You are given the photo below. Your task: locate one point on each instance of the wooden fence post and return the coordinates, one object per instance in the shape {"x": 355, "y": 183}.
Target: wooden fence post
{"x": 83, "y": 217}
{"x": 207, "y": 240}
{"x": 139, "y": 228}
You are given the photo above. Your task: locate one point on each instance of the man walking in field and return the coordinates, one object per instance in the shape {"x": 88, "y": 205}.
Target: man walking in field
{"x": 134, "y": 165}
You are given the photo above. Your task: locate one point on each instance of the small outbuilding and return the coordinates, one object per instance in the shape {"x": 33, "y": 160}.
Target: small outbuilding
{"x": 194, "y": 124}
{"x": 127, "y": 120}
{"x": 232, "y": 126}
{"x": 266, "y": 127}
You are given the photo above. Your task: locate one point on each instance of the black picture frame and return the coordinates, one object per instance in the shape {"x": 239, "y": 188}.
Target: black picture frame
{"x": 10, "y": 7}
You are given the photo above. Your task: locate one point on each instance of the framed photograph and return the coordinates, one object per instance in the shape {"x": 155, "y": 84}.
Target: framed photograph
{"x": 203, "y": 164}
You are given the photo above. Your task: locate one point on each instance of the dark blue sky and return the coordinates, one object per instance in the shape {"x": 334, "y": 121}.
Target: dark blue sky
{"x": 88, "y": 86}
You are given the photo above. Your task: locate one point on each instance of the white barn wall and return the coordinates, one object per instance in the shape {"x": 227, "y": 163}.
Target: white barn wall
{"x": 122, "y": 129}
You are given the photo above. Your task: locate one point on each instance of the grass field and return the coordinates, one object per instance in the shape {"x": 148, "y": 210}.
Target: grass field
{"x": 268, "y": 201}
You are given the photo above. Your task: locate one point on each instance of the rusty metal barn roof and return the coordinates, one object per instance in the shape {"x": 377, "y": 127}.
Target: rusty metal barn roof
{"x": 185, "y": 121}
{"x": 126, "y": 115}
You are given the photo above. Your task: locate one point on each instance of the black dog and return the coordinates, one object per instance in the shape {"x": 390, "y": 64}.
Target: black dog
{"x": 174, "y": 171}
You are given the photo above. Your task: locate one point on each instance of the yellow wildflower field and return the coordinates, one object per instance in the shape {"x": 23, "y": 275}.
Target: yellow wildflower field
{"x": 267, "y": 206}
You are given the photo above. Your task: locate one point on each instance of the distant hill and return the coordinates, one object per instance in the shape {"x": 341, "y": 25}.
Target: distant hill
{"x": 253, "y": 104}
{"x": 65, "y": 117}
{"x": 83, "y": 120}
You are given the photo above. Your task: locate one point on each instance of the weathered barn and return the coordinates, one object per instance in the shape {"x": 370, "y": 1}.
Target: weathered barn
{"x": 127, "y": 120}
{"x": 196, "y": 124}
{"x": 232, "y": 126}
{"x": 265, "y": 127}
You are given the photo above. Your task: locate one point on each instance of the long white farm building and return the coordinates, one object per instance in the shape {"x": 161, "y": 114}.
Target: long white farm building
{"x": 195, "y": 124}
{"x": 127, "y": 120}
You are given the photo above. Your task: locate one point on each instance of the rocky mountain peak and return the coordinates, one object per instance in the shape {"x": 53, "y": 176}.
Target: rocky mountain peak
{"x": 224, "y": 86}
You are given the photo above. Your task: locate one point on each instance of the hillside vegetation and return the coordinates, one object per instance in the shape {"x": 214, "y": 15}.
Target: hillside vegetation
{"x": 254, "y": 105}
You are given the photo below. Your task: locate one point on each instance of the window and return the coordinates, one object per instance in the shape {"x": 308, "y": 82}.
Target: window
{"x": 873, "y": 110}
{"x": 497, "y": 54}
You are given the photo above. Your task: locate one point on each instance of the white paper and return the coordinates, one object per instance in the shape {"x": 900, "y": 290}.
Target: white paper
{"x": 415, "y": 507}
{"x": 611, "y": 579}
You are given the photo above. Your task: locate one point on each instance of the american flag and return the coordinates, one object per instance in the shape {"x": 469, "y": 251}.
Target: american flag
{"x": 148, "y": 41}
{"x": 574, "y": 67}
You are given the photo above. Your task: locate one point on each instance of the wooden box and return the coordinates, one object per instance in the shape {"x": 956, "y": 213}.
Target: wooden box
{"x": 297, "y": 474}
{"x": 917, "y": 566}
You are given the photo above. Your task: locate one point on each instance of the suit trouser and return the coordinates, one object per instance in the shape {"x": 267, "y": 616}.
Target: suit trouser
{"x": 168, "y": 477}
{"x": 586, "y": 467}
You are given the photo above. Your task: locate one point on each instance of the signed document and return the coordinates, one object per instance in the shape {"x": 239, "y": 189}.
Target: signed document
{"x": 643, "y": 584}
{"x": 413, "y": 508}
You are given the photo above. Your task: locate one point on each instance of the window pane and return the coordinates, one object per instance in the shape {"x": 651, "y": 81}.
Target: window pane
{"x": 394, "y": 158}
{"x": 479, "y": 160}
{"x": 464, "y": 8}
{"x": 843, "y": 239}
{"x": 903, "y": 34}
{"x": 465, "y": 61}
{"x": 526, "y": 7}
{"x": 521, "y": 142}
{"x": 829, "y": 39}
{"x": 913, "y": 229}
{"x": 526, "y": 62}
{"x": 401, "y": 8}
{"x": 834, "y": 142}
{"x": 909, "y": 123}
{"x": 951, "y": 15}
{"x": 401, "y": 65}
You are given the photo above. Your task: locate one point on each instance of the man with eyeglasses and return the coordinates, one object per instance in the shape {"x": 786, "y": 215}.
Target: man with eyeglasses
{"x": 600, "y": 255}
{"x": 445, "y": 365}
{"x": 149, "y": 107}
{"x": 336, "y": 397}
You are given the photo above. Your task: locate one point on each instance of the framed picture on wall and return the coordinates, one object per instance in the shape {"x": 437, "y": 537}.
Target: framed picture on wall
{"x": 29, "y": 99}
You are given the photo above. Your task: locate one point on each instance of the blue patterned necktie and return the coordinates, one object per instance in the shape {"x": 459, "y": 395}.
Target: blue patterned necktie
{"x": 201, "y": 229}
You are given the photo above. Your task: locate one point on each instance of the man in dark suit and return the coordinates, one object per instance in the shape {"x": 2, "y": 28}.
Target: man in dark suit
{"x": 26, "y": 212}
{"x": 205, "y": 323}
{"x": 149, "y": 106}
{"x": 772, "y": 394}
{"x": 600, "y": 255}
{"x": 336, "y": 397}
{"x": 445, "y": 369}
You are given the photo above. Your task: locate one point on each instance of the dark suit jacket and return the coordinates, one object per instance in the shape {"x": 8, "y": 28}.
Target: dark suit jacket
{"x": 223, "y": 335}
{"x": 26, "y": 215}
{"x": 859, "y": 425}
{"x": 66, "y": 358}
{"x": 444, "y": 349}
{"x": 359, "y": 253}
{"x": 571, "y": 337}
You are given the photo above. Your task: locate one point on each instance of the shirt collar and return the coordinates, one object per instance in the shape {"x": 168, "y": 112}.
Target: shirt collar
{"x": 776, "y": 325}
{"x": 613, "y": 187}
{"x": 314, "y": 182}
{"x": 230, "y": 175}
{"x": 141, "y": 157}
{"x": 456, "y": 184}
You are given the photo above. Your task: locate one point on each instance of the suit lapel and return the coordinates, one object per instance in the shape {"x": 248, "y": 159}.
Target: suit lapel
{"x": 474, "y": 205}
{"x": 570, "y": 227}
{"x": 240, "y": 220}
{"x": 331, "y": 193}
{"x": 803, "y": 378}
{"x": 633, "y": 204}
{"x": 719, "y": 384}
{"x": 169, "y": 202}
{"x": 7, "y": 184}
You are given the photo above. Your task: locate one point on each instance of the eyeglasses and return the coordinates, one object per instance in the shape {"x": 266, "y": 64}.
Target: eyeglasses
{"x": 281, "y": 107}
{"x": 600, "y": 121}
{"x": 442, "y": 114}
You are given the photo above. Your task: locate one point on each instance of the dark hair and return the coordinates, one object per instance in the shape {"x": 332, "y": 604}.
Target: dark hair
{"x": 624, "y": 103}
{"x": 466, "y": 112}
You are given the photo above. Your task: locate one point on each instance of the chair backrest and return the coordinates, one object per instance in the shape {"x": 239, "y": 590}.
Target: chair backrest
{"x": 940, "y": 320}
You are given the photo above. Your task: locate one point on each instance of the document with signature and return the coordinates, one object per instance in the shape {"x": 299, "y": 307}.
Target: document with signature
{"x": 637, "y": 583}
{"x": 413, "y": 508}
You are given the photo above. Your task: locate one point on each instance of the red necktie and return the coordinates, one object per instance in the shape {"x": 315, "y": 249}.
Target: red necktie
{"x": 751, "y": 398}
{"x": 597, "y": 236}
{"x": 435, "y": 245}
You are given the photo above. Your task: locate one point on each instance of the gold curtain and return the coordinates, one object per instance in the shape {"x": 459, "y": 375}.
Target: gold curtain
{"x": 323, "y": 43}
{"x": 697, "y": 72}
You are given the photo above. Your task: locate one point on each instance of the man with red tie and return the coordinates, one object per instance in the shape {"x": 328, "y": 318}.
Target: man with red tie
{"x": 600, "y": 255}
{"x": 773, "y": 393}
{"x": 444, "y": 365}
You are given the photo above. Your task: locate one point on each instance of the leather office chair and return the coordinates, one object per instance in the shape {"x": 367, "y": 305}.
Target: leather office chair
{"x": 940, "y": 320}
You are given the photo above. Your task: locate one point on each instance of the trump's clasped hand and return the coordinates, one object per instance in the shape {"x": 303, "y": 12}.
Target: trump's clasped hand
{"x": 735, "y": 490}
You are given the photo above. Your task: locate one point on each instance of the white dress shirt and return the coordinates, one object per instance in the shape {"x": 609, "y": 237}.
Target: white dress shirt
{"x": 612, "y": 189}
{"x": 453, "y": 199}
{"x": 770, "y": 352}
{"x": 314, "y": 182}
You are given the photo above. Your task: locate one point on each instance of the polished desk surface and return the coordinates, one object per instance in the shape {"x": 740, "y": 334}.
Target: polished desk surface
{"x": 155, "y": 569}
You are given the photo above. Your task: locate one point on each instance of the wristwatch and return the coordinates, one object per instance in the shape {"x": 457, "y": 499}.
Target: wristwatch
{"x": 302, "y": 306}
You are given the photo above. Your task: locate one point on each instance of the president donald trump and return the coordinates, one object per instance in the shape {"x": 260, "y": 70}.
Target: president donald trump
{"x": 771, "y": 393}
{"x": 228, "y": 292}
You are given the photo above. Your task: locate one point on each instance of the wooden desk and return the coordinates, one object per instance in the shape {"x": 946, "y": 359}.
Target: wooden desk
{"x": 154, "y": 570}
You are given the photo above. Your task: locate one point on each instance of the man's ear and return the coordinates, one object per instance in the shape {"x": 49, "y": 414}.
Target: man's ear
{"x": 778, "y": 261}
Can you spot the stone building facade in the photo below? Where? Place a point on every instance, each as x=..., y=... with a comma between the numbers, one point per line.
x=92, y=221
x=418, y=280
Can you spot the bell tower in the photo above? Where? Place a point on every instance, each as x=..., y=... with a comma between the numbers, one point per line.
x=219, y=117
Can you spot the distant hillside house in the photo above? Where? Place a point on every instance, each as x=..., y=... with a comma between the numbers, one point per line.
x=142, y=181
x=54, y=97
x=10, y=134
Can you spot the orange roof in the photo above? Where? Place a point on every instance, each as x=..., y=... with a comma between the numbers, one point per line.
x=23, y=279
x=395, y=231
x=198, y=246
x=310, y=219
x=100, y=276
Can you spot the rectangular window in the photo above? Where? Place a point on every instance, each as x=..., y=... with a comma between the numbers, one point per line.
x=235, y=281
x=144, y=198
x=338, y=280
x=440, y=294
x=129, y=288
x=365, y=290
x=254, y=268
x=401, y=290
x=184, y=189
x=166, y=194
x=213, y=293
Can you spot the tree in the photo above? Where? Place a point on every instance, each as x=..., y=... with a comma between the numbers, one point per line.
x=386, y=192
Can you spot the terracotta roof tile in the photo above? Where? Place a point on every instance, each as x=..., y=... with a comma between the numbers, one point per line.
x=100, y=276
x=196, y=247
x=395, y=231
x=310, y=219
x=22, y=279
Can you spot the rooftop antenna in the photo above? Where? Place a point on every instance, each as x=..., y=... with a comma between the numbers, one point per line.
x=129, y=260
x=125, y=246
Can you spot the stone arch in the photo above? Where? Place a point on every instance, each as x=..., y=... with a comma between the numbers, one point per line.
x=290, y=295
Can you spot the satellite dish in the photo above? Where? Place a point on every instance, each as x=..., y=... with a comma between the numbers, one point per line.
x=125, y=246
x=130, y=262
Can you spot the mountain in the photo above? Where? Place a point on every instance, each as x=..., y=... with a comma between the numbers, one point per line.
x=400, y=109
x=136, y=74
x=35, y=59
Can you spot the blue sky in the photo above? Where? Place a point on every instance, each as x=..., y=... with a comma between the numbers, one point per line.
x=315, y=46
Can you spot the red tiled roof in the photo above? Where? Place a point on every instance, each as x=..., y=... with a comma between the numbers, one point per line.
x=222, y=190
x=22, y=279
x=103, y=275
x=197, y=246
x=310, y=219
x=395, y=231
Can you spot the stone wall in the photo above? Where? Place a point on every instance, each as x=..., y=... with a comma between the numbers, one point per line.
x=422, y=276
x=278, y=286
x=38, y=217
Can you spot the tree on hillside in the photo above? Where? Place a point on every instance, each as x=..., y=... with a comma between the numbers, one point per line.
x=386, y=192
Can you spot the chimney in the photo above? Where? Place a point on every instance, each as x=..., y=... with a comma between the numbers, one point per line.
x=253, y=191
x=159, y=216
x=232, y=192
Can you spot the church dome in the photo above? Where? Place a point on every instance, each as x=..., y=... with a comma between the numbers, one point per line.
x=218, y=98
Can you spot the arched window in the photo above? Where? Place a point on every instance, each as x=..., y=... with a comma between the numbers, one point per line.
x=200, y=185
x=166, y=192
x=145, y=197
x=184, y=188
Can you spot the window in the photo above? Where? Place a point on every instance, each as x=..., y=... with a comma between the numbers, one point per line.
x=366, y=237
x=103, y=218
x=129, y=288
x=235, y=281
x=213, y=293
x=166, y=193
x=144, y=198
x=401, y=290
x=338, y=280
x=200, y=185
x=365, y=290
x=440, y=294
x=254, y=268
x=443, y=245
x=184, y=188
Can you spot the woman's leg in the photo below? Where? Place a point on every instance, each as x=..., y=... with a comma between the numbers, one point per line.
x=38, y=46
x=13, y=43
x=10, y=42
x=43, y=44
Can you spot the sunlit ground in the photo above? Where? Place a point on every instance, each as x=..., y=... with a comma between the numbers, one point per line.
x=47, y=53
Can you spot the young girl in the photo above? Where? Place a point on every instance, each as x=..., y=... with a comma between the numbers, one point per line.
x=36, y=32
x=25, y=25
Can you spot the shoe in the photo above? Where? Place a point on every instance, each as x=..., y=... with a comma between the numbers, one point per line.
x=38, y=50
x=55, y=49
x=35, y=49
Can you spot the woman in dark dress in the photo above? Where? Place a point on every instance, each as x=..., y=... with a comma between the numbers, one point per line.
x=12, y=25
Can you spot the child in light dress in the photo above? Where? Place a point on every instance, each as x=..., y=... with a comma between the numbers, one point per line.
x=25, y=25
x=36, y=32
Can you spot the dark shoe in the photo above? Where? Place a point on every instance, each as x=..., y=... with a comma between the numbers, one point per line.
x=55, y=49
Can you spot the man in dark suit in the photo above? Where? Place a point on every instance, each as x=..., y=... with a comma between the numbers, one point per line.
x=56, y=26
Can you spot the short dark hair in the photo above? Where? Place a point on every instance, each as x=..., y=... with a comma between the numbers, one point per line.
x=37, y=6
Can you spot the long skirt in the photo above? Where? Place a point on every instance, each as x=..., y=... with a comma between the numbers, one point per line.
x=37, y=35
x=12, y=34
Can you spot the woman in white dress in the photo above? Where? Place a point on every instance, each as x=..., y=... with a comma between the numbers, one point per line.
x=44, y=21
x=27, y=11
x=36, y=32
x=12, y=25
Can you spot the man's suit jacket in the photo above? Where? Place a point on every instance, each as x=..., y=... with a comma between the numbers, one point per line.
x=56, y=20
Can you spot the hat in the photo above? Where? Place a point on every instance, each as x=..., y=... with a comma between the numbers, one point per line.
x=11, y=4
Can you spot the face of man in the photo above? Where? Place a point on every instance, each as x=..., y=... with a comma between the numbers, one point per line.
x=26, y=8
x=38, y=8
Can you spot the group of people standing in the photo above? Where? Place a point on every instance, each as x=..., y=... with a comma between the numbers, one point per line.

|---|

Starting with the line above that holds "of the rocky" and stopping with the line that holds "the suit trouser", reproduce each line exactly, omitting all other lines.

You are given the photo above. Your task: locate one point on each instance of the rocky mountain peak and return the coordinates, one object per instance in the shape {"x": 53, "y": 176}.
Target: rocky mountain peak
{"x": 224, "y": 86}
You are given the photo above. Your task: locate one point on each instance of the hillside vegetation and return the coordinates, one object per instance in the shape {"x": 214, "y": 15}.
Target: hillside vegetation
{"x": 254, "y": 105}
You are given the photo below. Your task: locate one point on each instance of the window and return the coordinates, one object per instance in the shape {"x": 308, "y": 82}.
Target: window
{"x": 873, "y": 110}
{"x": 497, "y": 54}
You are given the photo above. Your task: locate one point on each instance of the white paper and return the coordinates, one object per instance in the shape {"x": 900, "y": 290}.
Target: white paper
{"x": 415, "y": 507}
{"x": 611, "y": 579}
You are given the photo above. Your task: locate one point on each instance of the american flag and return the coordinates, one object per instance in the shape {"x": 469, "y": 251}.
Target: american flag
{"x": 148, "y": 41}
{"x": 574, "y": 67}
You are given the photo above. Your task: locate one point on each instance of the wooden box and return the coordinates, one object per instance in the shape {"x": 956, "y": 213}.
Target: wooden box
{"x": 297, "y": 474}
{"x": 917, "y": 566}
You are given the photo above. Your task: locate one point on each instance of the suit trouser and return the coordinates, one object per instance in the shape {"x": 267, "y": 616}.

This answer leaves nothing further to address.